=== Source extract ===

#### Included In This Lesson

## Outline

**Overview**

- Overview – Percents are Ratios, and Equal Percents are Proportions, and Many Types of Problems can be Solved Using a Proportional Relationship Equation.
- Ratios
- Definition of Ratio – Compare 2 Quantities with the Same Unit (e.g. 2 CUPS of sugar for every (1) CUP of milk)
- Written 3 ways; don’t need to write unit (e.g. 1:4, 1 to 4, or 1/4)
- Compare / Contrast to Fractions,
- Ratios must be reduced like fractions
- Create equivalent ratios just like equivalent fractions
- But…Fractions represent the part of a whole amount, whereas ratios are different things compared using the same unit

- Working with Ratios
- Convert to the same units before expressing a ratio
- Order Matters – When analyzing a Ratio Problem, numbers have to be understood exactly as the problem represents them.
- A Fraction in my Ratio? Keep Calm and Remember Your Steps!

- A Special Kind of Ratio – Rate: Compare 2 Quantities with Different Units
- Definition of Unit Rate – Shows how much something is per 1 unit of something else (e.g. gas costs $2.78 per 1 gallon; quantities are dollars and gallons)
- Common Unit Rates (e.g. pay rate, speed, unit price)

- Definition of Ratio – Compare 2 Quantities with the Same Unit (e.g. 2 CUPS of sugar for every (1) CUP of milk)
- Proportion – A Relationship of 2 Equal Ratios (e.g. 1/2 = 2/4)
- Identify Proportionality by Cross – Multiplying Numbers in the Ratios
- Proportions are Just a Mathematical Way to Find a Missing Value
- Easily Recognize Proportion Problems When you See Them
- Solve Different Types of Problems Using Proportions
- Find the Missing Quantity in a Problem with Ratios
- Find the Unit Rate
- Percent Problems Solved Using Proportions – Each contains 3 parts (Part, Whole, Percent)
- Find the Percent of a Number
- Find the Part When the Whole is Given
- Find the Whole when the Part is Given

## Transcript

Welcome to the course Ratios and Proportions. Learning to use ratios and proportions to compare quantities or values is a simple matter of learning specific vocabulary and learning types of problems that require them, yet this skill will quickly make you a more sophisticated math problem solver.

A ratio is a comparison of 2 quantities that have the same unit. When cooking, you can compare the quantities of milk to sugar as 1 to 2. You can compare the number of cats to dogs living in a city, with the unit being whole numbers. You can compare summer and winter rainfall, both using the unit of inches. Its important to understand ratios in life so that you can understand relationships between things. Just reading the news you’ll hear ratios used all the time.

Ratios and fractions seem the same at first, but they aren’t. Ratios can look like fractions if written with the fraction mark. And they’re similar because you must reduce ratios to a form in which both numbers are divisible only by 1. 3 to 6 is 1 to 2. Reduce them the same way you would fractions.

Ratios do have equivalents like fractions do (½ and 3/6 and 6/12), and this becomes important when you solve problems using ratios. Unlike fractions, though, ratios are a comparison of 2 different quantities, like a comparison of milk to sugar in a recipe, as opposed to a fraction, which is a part of a 1 whole quantity, like ½ cup of milk.

Learn how ratios can be written so you will recognize them in all forms in a newspaper or on a test. A colon, the word “to”, and a fraction mark are all ways you’ll see ratios written. But regardless of how they are written, you always speak them as “1 TO 4”, saying the number on the left first. Ratios do not have units written with them because the context they are written in will tell you what the unit is.

===

## What you should do
Answer these questions from the ratios lesson:
(a) What gas price does it give as the example of a unit rate?
(b) What unit does it use to compare summer and winter rainfall?
(c) What three things does it say you will see used to write a ratio?
The listing has nothing to do with the ratios lesson.

=== Dataset rows ===

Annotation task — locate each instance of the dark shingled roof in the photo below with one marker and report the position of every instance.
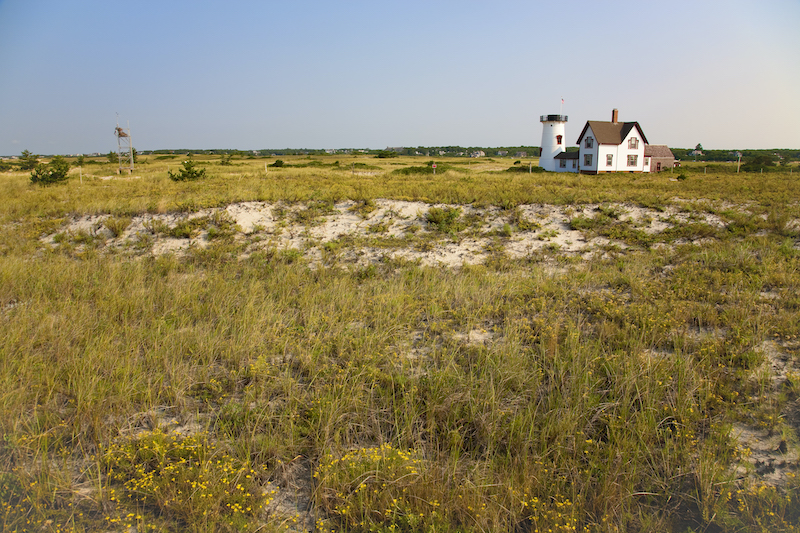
(658, 150)
(611, 132)
(567, 155)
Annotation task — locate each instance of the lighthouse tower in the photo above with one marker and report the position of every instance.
(554, 140)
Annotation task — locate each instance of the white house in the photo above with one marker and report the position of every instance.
(603, 147)
(612, 147)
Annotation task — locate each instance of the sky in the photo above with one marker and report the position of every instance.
(371, 74)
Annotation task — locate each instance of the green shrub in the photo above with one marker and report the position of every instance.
(53, 172)
(188, 172)
(28, 161)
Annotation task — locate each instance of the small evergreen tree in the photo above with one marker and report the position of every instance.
(188, 172)
(53, 172)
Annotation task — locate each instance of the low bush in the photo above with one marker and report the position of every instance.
(189, 172)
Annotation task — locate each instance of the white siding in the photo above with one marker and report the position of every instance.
(625, 152)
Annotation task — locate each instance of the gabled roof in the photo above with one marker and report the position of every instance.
(658, 150)
(568, 155)
(611, 132)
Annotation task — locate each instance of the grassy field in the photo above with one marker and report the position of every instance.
(233, 388)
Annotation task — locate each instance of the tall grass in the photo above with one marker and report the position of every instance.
(594, 398)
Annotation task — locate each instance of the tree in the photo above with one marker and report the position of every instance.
(28, 161)
(55, 171)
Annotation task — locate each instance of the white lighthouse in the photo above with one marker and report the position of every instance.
(554, 140)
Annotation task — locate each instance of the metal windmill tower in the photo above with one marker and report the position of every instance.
(124, 149)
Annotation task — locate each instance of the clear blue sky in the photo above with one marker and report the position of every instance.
(370, 74)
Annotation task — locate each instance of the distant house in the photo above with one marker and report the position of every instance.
(661, 157)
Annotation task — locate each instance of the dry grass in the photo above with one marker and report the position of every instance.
(543, 392)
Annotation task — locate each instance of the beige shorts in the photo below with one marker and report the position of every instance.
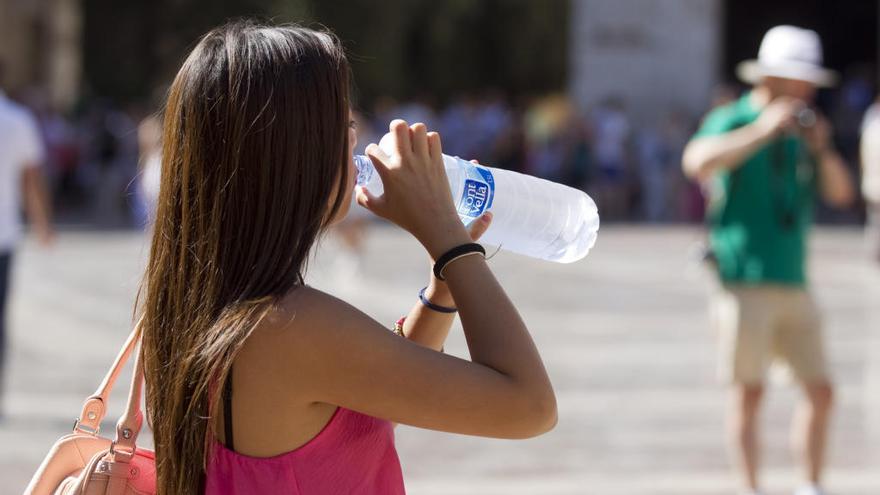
(759, 324)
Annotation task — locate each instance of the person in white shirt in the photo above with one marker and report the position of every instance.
(21, 156)
(870, 151)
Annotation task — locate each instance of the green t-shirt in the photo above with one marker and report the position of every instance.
(759, 213)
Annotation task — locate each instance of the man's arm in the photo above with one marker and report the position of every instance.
(37, 205)
(704, 156)
(835, 183)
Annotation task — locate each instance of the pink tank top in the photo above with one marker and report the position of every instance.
(354, 453)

===

## Written answer
(a) $2.78 per 1 gallon.
(b) Inches.
(c) A colon, the word "to", and a fraction mark.